[Dataset records]
-- START --

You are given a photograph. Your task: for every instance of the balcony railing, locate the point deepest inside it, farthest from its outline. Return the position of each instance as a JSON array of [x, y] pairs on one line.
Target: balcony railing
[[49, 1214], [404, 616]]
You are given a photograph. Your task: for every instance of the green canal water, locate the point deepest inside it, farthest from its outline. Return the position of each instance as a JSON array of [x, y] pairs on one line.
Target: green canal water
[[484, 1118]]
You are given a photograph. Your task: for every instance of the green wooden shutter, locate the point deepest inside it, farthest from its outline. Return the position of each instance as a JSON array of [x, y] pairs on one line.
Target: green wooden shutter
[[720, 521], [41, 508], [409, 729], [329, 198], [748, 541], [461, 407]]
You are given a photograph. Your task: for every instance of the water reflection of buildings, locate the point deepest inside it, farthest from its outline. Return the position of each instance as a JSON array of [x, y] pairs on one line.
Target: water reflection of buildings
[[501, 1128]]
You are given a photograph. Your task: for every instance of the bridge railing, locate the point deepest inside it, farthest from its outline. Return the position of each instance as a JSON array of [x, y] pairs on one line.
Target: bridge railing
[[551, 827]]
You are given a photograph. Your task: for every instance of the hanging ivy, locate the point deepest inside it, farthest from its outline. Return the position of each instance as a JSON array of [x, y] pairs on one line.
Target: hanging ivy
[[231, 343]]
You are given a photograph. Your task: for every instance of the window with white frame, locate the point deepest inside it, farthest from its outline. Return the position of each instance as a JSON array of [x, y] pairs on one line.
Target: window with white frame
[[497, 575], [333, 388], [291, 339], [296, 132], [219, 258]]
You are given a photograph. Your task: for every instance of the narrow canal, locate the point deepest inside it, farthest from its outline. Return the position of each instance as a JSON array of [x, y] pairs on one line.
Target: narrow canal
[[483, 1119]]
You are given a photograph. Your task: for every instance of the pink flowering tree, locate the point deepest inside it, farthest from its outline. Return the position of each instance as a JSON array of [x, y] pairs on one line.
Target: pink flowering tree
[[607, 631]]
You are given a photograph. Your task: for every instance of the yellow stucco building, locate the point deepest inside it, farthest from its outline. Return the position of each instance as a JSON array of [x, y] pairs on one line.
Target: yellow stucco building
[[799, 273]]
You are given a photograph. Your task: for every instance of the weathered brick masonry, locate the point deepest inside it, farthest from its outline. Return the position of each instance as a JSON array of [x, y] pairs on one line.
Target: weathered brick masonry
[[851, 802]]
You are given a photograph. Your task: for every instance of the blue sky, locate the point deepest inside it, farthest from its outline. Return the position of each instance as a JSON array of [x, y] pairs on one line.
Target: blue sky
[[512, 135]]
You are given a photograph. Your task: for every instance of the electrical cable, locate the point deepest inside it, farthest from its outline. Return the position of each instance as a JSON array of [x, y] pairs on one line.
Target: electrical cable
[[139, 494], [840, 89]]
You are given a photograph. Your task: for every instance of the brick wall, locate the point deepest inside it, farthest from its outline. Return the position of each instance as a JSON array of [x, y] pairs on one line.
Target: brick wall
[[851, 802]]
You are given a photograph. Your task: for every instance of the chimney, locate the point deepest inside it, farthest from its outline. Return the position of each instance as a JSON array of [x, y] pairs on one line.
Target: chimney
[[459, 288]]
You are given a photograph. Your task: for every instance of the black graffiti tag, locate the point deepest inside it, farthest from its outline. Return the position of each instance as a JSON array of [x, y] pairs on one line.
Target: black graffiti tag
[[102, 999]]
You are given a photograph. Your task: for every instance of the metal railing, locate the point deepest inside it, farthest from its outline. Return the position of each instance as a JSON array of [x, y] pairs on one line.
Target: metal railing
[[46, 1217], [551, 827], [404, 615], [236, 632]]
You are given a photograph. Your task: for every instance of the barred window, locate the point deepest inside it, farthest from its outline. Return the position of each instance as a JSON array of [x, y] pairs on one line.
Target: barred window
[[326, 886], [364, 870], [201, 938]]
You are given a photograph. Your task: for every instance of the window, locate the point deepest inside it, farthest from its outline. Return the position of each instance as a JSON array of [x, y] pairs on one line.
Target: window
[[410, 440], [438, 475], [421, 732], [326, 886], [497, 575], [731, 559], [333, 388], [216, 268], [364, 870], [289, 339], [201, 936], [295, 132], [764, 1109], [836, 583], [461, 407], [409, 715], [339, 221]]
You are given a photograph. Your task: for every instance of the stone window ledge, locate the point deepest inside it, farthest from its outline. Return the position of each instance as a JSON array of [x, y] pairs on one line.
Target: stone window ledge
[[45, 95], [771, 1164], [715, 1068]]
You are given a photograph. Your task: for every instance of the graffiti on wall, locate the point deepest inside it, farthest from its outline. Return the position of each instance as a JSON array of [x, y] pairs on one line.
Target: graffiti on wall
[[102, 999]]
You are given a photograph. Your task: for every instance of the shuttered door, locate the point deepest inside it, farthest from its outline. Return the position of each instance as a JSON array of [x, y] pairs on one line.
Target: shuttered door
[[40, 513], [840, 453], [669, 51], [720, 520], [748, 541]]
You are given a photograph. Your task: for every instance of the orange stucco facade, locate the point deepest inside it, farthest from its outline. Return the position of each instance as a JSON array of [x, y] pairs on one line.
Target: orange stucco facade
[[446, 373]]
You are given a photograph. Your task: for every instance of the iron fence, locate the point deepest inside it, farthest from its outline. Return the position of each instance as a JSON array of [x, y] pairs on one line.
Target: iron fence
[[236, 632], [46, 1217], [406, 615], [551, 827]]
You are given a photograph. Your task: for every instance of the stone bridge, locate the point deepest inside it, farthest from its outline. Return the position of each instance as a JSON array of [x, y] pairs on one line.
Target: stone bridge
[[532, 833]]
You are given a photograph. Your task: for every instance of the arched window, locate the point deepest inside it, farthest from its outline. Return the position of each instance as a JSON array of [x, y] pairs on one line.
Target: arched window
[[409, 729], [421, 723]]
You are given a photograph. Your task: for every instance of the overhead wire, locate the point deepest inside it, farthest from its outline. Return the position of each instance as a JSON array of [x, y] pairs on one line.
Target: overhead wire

-- END --

• WRITTEN PROBLEM
Copy every item above line for line, without changing a single character.

• REPLY
You are given a photograph. Your task: for every instance of the balcony railing, locate the point deepest inside it, farthest from its outline. Return the position of each instance as a JSON array of [x, y] pairs on one line.
Target: balcony railing
[[49, 1214], [404, 616]]
You are given a photograph. Your task: for every instance of the green canal water, locate the point deepest inside it, farthest from its outline. Return the position of each instance as a JSON array of [x, y] pairs on one line.
Target: green canal water
[[484, 1118]]
You are given a photograph. Your task: for every instance of the green wooden shutter, locate the point deepest inside it, farthest from its outline. Return the position of each instance as a JSON array of [x, y] pairs on one line.
Target: green wooden shutter
[[720, 521], [41, 508], [409, 729], [329, 198], [748, 541], [461, 407]]
You are given a photograph. Your task: for every instance of the water reflection of buildings, locate the point deepest inside it, farthest from its outline. Return the position of each instance as a JSON array of [x, y] pairs on one line.
Target: water reflection of buildings
[[501, 1128]]
You are given a photograph. Your task: for every instance of the bridge railing, locate the point deepest inside it, farthest from its outline. Return the position of each instance as a JSON array of [x, y] pairs on one line.
Target: bridge railing
[[551, 827]]
You are given a photograph. Your task: for every instance of the hanging ivy, locate the point deepest inside it, farthest from its outline. Return the position of each instance as a JSON array of [x, y] pairs on one line.
Target: hanging ivy
[[231, 343]]
You are given a photograph. Your task: for every instance of the window with white frame, locate the point deepest inside it, farthest from its outline. Return the position of each instance as a JSON array of [x, y] pairs on one line.
Target: window with white frame
[[497, 575], [333, 388], [291, 339], [296, 132], [219, 258]]
You are given a photograph. Your task: for every instance of the narrow canal, locate the point deepest inside it, farthest from its outline. Return the position of each instance as a JSON array of [x, y] pairs on one line.
Target: narrow canal
[[483, 1119]]
You are given a photograph. Your task: for every instance of the pink flowering tree, locate the point deepest inside it, farthest from its outline. Return the position of each instance as a JSON array of [x, y] pairs on one line.
Target: pink flowering tree
[[607, 631]]
You are given a photograph. Your task: for every instance of the yellow stucco building, locate the point deepest inside it, farthest from its outline. Return the position of each instance as a JSON array of [x, y] pairs on one line.
Target: yellow stucco building
[[799, 273]]
You are given a photograph. Your task: for every instance of the weathered brick masonry, locate the point deepest inside it, farthest from its outline. Return the position of each instance as a JSON array of [x, y] pairs on one line.
Target: weathered brick masonry
[[851, 802]]
You are given a photograph. Your task: for every instance of the blue sky, locate the point deepest inside it, farthest from its outline. Return the position of each instance as a JSON array of [x, y] pairs on one line.
Target: blue sky
[[512, 135]]
You are given a photograph. Your task: for every instance of the electrical cable, locate the point deepest inside it, farthest from its outline. Return the position of each instance as a JSON array of [x, y] pairs on one line.
Target: electrical cable
[[139, 494], [840, 89]]
You are given a photograph. Your task: for every instance of the brick wall, locate the point deepest inside it, farthest from its outline. Return the position of each instance as a JSON array of [x, y] pairs on one line.
Target: brick wall
[[851, 802]]
You are given a photograph. Your task: for every instance of the chimney, locate the point deepest inside it, farthest from its outline. Return the position of each instance as a JSON array of [x, y] pairs on one line.
Target: chimney
[[459, 288]]
You are given a photograph. Your task: for every instance of the black graffiti tag, locate the point deepest inside it, farthest from its outline. Return the position of each instance as a JSON array of [x, y] pairs on one line.
Target: black graffiti tag
[[102, 999]]
You are given a photograph. Your task: for every instance of the metal railing, locate the point deepest inside it, farthest from its outline. Return the position of each instance as a JSON array of [x, y] pairs on one line.
Target: metal railing
[[46, 1217], [551, 827], [404, 615], [236, 632]]
You are given a photograph. Your task: for every instance of the barred window, locate the point deepest inside it, farthest from its outline. Return the position of each instance as a JSON array of [x, y] pairs on one line.
Target: barred window
[[326, 886], [364, 870], [201, 938]]
You are given a photograph. Your task: for every instance of the window, locate the point deepest inside it, farthest from its outline. Return the position of each instance as a JSON array of [x, y] pairs on one line.
Target: window
[[410, 440], [438, 475], [421, 732], [326, 886], [497, 575], [731, 559], [333, 388], [216, 268], [364, 870], [289, 339], [201, 936], [295, 132], [764, 1109], [836, 583], [461, 407], [409, 715], [339, 221]]
You are given a photograph. Your task: for every instance of the stone window ledge, locate the point deepest inside it, farthest from its outline. Return the position of each instance as a JSON array of [x, y] pairs on one line.
Target: stone window ledge
[[45, 95], [771, 1164], [715, 1068]]
You are given a photograph. Your task: for every instance of the graffiti on wall, locate the point deepest inside it, farthest from its outline. Return the position of each instance as a JSON array of [x, y] pairs on one line.
Target: graffiti on wall
[[102, 999]]
You are given a photograph. Your task: for every instance of the shuttered door, locate the point deepest inside it, farthest from its outline. Return the position of each instance as a JSON array of [x, y] pairs on one line.
Target: shuttered door
[[40, 513], [840, 453], [669, 51], [720, 520], [748, 541]]
You are given a photograph. Your task: for every instance of the orange stucco facade, locate the point deepest inside it, farthest from its outline. Return the position of each instance as a JSON array of [x, y] pairs on one line.
Target: orange stucco facade
[[446, 373]]
You are given a photograph. Your task: for every instance of the iron fence, locate the point deepest inside it, farthest from its outline. Return the position of each instance as a JSON array of [x, y] pairs on one line.
Target: iron fence
[[236, 632], [46, 1217], [406, 615], [551, 827]]
You are given a photograph. Your task: for every instance of the stone bridge, locate the point deepest inside it, farthest from its outline. Return the position of each instance as a JSON array of [x, y] pairs on one line.
Target: stone bridge
[[532, 833]]
You are given a photograph. Your task: for every instance of the arched window, locate the point deepest inside it, farthest from its outline. Return the position of each instance as a JSON array of [x, y] pairs on one line.
Target: arched window
[[409, 729], [421, 723]]
You are given a photograph. Your task: for every instance of the overhead wire, locate the point deepest inside it, farthest from its outline. Return the position of each instance as a JSON array of [x, y] pairs on one line.
Target: overhead wire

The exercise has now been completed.